---------- Source passage ----------
Are these facts?:
Yes.
Since the inception of the PL the UK population has grown by 7m, about 8%. The Merseyside conurbation has grown by 5% in the past decade. That growth provides a significant pool of new support.
Since its inception, PL attendances have grown by 38%. Ours has grown by 20%. LFC has missed the boat, to date.
The growth in PL attendances, and football attendances generally, since the PL, is the material manifestation of the growth in popularity of football. However pretty much any other indicator you choose, ST numbers, subscription to pay tv, hospitality commercial, underscores that.
If you take attendances at the inception of the PL as year zero ( I hate it as much as anyone, but it is very useful as the PL inception coincided with the post Taylor stadium building boom), then take them now, you can compare the increase in attendances both in terms of percentage increase , and simple numbers. By both measures, we are at around the bottom of both tables. That reflects again how we have missed the boat.
Historic average home attendance is not meaningless. It is a fact. We are second. That reflects our relative strength of home support over the history of our club. It is something we have failed to capitalise on.
The gap between all the above favourable elements, and the status quo, is the slack.
The new main stand dwarfs the Kop. A new ARE that took capacity to 58,500 would have to be bigger than the Kop. The Kop used to be the signature defining element of Anfield, it has been usurped in terms of capacity and physical presence by several other rival grounds. Its facilities are soon to be a quarter of a century old. That is what I meant by its downgrading. A new, imaginatively constructed ARE could become a new part of our history.
---------- Records shown ----------
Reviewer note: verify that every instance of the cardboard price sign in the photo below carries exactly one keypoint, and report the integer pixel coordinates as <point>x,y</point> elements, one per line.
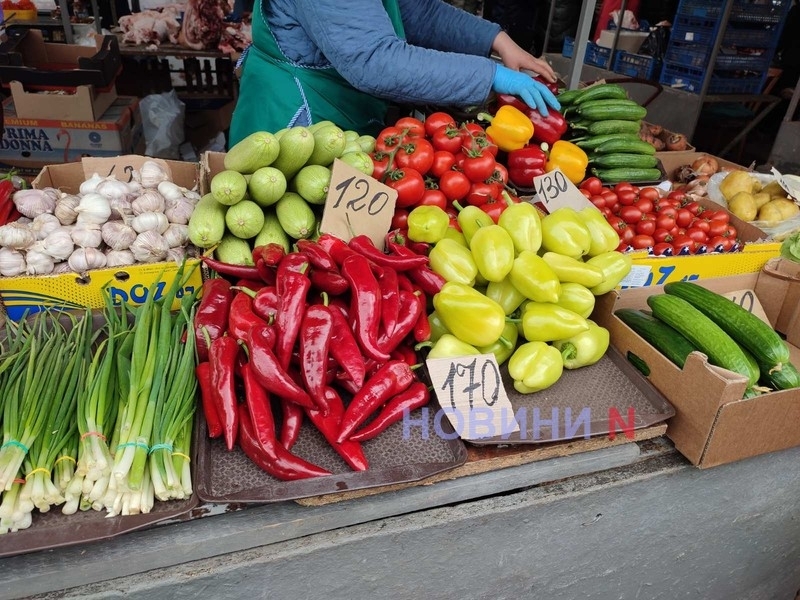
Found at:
<point>472,396</point>
<point>554,191</point>
<point>357,205</point>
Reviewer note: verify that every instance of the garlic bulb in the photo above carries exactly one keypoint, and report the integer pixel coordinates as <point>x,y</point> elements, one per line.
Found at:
<point>59,244</point>
<point>38,262</point>
<point>150,221</point>
<point>151,174</point>
<point>149,246</point>
<point>176,235</point>
<point>87,235</point>
<point>119,258</point>
<point>12,262</point>
<point>93,209</point>
<point>179,211</point>
<point>17,236</point>
<point>65,209</point>
<point>44,224</point>
<point>33,203</point>
<point>117,235</point>
<point>148,201</point>
<point>84,259</point>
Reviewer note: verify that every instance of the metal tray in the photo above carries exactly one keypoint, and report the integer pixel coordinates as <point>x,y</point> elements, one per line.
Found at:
<point>393,458</point>
<point>560,412</point>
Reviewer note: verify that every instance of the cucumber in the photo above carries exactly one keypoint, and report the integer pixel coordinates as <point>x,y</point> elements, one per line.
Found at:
<point>703,333</point>
<point>623,159</point>
<point>658,334</point>
<point>627,174</point>
<point>630,146</point>
<point>760,339</point>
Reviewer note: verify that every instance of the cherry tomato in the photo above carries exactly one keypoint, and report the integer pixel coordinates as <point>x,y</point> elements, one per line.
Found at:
<point>437,119</point>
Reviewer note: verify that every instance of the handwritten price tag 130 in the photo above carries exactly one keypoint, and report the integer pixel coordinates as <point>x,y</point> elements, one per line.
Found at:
<point>357,204</point>
<point>555,191</point>
<point>472,395</point>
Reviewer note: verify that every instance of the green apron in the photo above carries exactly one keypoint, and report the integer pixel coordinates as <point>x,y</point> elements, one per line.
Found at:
<point>296,92</point>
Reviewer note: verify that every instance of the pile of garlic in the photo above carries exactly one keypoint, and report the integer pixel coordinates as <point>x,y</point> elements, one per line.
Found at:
<point>109,223</point>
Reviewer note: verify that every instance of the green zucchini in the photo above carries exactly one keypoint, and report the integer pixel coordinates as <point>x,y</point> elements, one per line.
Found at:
<point>760,339</point>
<point>658,334</point>
<point>702,333</point>
<point>623,159</point>
<point>630,146</point>
<point>627,174</point>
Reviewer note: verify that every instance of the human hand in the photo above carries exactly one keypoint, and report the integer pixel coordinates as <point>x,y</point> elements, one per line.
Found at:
<point>532,92</point>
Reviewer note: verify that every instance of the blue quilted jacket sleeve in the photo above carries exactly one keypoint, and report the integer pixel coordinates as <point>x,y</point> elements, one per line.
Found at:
<point>443,61</point>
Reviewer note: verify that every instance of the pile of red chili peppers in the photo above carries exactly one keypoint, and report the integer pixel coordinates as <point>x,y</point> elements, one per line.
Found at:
<point>327,333</point>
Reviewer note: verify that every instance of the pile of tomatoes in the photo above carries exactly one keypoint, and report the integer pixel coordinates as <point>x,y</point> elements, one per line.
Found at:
<point>666,225</point>
<point>437,162</point>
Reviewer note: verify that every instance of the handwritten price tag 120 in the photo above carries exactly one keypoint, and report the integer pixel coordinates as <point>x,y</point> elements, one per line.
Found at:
<point>357,204</point>
<point>472,396</point>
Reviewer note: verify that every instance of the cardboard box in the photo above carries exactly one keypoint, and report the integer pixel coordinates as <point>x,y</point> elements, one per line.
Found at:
<point>36,143</point>
<point>73,290</point>
<point>713,425</point>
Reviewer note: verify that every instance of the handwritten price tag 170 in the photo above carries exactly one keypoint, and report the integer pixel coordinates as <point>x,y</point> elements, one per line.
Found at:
<point>555,191</point>
<point>357,204</point>
<point>472,396</point>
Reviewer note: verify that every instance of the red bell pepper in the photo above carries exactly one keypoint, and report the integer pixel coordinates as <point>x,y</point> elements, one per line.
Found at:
<point>547,129</point>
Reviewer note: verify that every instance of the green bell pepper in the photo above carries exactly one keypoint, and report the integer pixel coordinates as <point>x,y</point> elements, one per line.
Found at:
<point>543,322</point>
<point>577,298</point>
<point>615,266</point>
<point>469,315</point>
<point>506,295</point>
<point>524,225</point>
<point>534,278</point>
<point>535,366</point>
<point>453,261</point>
<point>563,232</point>
<point>584,349</point>
<point>504,347</point>
<point>573,270</point>
<point>493,251</point>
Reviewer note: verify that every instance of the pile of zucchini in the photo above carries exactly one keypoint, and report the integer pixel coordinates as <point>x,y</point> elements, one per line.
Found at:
<point>689,317</point>
<point>605,123</point>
----------
Task list:
(A) According to the Anfield attendance commentary, by what percentage have Premier League attendances grown since the league's inception?
(B) Extend the Anfield attendance commentary by writing the next paragraph, beginning after its final sentence.

Task responses:
(A) They have grown by 38%.

(B)
The closed, 25k ST waiting list is a guide to demand, but not an exhaustive one. Our current ST count is, I think, now around 27,000. There are 4000 hospitality tickets (boxes and packages). The away allocation is 3000. That only leaves around 11,000 “match day” tickets. If everyone on the waiting list took a ticket ( which I don’t think is anything like true) that would still leave 14,000. And that is before you allow for the supporter who isn’t on the ST list.
The problem that the Club, and some fans, have had in assessing potential support growth is to view it through the eyes of existing, converts. Sunderland, prior to moving to the SOL, struggled to average more than 20,000. After the move attendances lifted by 60%, last season they were more than double. That is about attracting new support for a club spectacular for being spectacularly average.
To become a new supporter you need to be able to come to the games, and we have not offered that opportunity to nearly enough people.